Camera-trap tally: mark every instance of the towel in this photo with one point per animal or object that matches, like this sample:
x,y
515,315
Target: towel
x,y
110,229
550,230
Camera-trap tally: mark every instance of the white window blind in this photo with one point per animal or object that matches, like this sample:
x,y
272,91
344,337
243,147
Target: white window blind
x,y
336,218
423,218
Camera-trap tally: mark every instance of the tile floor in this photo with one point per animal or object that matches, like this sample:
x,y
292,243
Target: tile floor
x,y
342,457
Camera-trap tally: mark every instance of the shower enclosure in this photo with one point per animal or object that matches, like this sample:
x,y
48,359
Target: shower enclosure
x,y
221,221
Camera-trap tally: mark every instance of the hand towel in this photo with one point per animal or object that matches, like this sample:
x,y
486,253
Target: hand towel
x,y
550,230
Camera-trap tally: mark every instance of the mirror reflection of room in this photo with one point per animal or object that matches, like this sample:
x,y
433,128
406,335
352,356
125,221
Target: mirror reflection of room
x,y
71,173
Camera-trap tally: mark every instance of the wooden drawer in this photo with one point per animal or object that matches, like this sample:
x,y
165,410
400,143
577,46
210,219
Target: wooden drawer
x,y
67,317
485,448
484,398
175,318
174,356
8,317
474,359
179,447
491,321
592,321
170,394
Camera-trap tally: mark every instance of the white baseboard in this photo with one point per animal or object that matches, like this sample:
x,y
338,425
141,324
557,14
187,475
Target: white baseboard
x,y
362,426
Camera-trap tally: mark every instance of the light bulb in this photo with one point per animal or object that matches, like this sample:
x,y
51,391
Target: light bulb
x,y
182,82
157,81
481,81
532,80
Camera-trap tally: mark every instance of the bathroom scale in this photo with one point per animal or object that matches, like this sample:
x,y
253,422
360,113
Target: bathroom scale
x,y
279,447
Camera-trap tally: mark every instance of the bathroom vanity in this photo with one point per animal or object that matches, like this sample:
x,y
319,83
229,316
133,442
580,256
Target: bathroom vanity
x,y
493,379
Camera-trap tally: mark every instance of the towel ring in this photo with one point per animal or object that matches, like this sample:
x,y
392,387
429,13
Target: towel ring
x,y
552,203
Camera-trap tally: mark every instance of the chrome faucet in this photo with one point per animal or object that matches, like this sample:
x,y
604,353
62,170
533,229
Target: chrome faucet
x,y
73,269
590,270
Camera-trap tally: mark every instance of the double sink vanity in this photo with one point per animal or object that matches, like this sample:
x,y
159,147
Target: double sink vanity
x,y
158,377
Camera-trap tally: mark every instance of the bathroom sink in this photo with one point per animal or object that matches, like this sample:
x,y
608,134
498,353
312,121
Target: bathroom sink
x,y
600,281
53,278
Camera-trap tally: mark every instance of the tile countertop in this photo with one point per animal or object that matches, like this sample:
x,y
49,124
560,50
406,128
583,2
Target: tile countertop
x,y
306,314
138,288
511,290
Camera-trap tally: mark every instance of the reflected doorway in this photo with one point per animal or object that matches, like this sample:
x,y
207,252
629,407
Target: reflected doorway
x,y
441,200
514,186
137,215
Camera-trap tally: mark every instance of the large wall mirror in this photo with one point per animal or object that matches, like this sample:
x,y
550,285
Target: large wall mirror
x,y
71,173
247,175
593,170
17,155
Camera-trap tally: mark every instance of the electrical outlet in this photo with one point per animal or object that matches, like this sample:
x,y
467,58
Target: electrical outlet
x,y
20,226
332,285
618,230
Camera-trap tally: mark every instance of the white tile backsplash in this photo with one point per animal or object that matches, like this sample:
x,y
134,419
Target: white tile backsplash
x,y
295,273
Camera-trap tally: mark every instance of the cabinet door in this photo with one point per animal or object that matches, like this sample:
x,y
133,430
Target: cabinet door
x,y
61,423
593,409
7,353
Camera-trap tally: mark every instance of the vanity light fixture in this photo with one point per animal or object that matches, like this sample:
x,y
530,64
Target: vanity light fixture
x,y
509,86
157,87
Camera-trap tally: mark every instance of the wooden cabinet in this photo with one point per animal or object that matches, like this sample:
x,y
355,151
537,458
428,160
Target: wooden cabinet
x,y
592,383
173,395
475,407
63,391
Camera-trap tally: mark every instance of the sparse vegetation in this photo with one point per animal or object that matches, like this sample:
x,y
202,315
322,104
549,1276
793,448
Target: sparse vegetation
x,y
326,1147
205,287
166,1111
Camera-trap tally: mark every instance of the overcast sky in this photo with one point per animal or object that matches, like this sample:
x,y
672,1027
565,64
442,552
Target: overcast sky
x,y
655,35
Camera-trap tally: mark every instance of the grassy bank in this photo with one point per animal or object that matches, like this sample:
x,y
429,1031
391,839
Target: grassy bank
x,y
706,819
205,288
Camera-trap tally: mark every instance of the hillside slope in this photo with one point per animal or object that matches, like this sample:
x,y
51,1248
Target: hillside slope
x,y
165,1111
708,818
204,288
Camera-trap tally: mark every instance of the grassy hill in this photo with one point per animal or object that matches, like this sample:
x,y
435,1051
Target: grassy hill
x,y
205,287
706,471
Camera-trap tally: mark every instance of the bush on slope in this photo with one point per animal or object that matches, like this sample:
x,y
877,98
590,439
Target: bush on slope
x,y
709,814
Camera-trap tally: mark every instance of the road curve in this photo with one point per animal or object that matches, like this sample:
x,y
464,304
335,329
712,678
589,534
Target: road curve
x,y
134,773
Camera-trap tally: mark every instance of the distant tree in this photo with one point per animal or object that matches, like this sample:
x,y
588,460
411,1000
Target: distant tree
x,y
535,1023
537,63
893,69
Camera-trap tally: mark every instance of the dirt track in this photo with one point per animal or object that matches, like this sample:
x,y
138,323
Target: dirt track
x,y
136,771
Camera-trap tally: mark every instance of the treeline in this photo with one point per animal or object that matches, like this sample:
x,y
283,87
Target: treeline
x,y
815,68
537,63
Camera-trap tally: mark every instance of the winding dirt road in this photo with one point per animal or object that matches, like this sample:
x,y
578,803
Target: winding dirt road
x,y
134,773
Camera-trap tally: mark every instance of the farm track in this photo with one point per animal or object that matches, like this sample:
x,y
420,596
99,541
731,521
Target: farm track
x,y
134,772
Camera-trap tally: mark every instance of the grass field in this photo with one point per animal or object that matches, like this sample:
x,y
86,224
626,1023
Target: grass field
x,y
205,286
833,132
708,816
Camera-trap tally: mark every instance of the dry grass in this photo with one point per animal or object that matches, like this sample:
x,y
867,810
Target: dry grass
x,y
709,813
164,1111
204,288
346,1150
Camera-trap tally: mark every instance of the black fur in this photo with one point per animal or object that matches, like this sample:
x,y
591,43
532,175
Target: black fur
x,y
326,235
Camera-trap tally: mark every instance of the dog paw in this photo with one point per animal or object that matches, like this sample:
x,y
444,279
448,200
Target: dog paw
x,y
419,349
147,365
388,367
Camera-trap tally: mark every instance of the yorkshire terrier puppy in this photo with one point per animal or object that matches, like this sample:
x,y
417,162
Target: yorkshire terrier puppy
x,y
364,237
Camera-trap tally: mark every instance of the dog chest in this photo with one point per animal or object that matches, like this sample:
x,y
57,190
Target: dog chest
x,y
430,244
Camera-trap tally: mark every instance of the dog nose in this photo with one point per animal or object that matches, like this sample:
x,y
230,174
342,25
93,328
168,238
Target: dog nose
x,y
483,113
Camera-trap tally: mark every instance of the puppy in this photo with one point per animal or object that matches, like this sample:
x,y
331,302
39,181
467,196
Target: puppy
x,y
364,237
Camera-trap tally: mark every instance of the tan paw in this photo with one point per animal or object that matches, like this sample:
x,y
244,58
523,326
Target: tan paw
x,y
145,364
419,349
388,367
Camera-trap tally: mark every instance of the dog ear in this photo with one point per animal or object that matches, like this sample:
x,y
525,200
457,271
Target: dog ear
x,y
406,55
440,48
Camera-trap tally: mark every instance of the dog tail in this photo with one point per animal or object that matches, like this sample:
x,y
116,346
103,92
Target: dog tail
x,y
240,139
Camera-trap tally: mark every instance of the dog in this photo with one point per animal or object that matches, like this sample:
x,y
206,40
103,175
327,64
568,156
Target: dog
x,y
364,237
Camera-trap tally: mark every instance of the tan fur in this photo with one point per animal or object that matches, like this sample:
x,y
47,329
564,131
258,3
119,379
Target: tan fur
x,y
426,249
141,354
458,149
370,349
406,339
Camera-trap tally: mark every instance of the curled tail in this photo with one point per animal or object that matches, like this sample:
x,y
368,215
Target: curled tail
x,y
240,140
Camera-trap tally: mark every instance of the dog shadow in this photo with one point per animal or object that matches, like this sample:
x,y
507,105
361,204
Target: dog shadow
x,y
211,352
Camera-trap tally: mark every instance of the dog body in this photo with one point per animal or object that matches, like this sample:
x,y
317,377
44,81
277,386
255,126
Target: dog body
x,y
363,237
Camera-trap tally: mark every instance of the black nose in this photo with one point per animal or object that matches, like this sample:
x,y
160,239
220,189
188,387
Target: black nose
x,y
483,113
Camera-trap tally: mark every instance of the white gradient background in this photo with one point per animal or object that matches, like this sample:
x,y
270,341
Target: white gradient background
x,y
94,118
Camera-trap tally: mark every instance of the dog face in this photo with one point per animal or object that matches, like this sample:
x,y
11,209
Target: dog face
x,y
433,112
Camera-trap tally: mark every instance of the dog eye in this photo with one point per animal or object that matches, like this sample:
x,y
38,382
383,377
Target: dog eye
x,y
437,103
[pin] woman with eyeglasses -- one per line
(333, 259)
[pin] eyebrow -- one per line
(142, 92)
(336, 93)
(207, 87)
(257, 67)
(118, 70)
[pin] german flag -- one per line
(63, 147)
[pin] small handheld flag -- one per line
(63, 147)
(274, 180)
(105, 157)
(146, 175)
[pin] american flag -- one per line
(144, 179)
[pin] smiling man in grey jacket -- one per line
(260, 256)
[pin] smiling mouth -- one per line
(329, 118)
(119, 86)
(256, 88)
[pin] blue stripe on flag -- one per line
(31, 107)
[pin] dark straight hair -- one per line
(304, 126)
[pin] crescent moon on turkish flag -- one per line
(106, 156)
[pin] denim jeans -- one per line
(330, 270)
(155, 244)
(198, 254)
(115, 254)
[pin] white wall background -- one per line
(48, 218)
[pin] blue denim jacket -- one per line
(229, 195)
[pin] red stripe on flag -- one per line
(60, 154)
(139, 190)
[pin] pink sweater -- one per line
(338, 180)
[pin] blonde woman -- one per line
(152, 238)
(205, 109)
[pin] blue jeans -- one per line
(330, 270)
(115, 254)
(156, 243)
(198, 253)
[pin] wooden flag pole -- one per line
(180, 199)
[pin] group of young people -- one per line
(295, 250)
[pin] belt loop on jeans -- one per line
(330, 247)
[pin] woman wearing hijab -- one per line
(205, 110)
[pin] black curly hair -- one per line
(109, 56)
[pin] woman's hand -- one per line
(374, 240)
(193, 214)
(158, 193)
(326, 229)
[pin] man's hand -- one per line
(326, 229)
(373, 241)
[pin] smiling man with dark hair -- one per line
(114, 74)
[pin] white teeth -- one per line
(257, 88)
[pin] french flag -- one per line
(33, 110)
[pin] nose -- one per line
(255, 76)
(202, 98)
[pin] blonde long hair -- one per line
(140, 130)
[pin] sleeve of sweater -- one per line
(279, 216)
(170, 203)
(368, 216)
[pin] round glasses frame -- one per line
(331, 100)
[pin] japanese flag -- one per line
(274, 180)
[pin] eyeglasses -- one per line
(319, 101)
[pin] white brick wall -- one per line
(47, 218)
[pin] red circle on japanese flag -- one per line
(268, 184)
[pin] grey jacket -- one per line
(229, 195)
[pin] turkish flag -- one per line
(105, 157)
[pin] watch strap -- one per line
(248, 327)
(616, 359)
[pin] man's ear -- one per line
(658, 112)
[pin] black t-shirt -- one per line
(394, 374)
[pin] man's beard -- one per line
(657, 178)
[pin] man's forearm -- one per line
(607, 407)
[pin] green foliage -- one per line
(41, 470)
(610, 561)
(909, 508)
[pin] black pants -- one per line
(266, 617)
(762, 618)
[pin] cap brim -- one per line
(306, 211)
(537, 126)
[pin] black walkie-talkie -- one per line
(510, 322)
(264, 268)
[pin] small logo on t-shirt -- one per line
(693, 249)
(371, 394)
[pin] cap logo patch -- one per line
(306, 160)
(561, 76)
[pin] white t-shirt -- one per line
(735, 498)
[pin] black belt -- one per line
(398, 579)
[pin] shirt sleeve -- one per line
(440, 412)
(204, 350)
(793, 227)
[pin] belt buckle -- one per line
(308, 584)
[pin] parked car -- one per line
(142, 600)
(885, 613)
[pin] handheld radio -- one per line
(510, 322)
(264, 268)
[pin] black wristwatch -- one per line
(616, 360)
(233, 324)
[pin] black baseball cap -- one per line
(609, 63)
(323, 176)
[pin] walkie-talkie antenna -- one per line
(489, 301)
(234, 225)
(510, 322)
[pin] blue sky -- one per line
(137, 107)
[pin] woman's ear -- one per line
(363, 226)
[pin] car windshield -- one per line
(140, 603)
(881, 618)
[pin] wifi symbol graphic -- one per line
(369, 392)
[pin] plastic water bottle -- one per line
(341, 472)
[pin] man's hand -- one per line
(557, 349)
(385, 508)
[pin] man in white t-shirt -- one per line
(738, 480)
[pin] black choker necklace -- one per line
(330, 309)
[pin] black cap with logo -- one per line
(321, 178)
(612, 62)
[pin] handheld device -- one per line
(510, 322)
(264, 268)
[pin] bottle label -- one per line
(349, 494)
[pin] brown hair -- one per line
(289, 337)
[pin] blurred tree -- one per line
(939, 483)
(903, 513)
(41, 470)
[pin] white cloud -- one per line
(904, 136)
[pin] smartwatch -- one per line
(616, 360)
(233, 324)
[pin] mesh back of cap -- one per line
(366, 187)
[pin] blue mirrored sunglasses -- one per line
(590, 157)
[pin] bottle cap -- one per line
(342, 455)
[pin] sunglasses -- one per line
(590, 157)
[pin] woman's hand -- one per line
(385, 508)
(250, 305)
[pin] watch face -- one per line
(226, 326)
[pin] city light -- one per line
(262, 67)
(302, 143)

++++++++++++++++++++

## BRIEF
Your answer must be the lines from the one that contains "[pin] green foliage -- one per line" through the last line of the entries above, copied exactly, with no other lines.

## SOLUTION FOR THIS PROBLEM
[pin] green foliage -- one per line
(41, 470)
(610, 561)
(909, 508)
[pin] black pants -- one per line
(266, 617)
(762, 618)
[pin] cap brim -- one per line
(306, 211)
(537, 126)
[pin] black walkie-talkie -- one per line
(510, 322)
(264, 268)
[pin] small logo on t-shirt -- one per line
(693, 249)
(371, 394)
[pin] cap logo patch -- one per line
(306, 160)
(561, 76)
[pin] white t-shirt -- one per line
(735, 498)
[pin] black belt -- one per line
(398, 579)
[pin] shirt sleeve -- one per line
(440, 412)
(204, 350)
(793, 227)
[pin] belt buckle -- one per line
(308, 584)
[pin] parked car -- one per line
(142, 600)
(885, 613)
[pin] handheld radio -- one per line
(510, 322)
(264, 268)
[pin] black wristwatch -- one per line
(616, 360)
(233, 324)
[pin] black baseball cap -- one per line
(609, 63)
(323, 176)
[pin] walkie-talkie antenna -- one per line
(489, 301)
(234, 225)
(510, 322)
[pin] blue sky -- one per line
(137, 107)
[pin] woman's ear -- one per line
(363, 226)
[pin] car windshield -- one per line
(140, 603)
(881, 618)
[pin] wifi symbol graphic -- one per line
(369, 392)
[pin] plastic water bottle -- one per line
(341, 472)
[pin] man's hand -- one per line
(557, 349)
(385, 508)
[pin] man in white t-shirt -- one per line
(738, 480)
[pin] black choker necklace -- one per line
(330, 309)
[pin] black cap with logo -- one per line
(321, 178)
(612, 62)
[pin] handheld device -- one per line
(510, 322)
(264, 268)
[pin] bottle label -- one per line
(349, 494)
[pin] brown hair -- one per line
(289, 337)
[pin] blurred tree -- one per line
(939, 483)
(903, 513)
(41, 470)
[pin] white cloud -- one per line
(904, 136)
[pin] smartwatch -- one per line
(616, 360)
(233, 324)
[pin] mesh back of cap -- one per line
(366, 187)
[pin] blue mirrored sunglasses -- one per line
(590, 157)
[pin] bottle cap -- one per line
(342, 455)
[pin] sunglasses -- one per line
(590, 157)
[pin] woman's hand -- one per line
(385, 508)
(250, 305)
[pin] watch face -- one per line
(226, 326)
[pin] city light -- one per line
(262, 67)
(302, 143)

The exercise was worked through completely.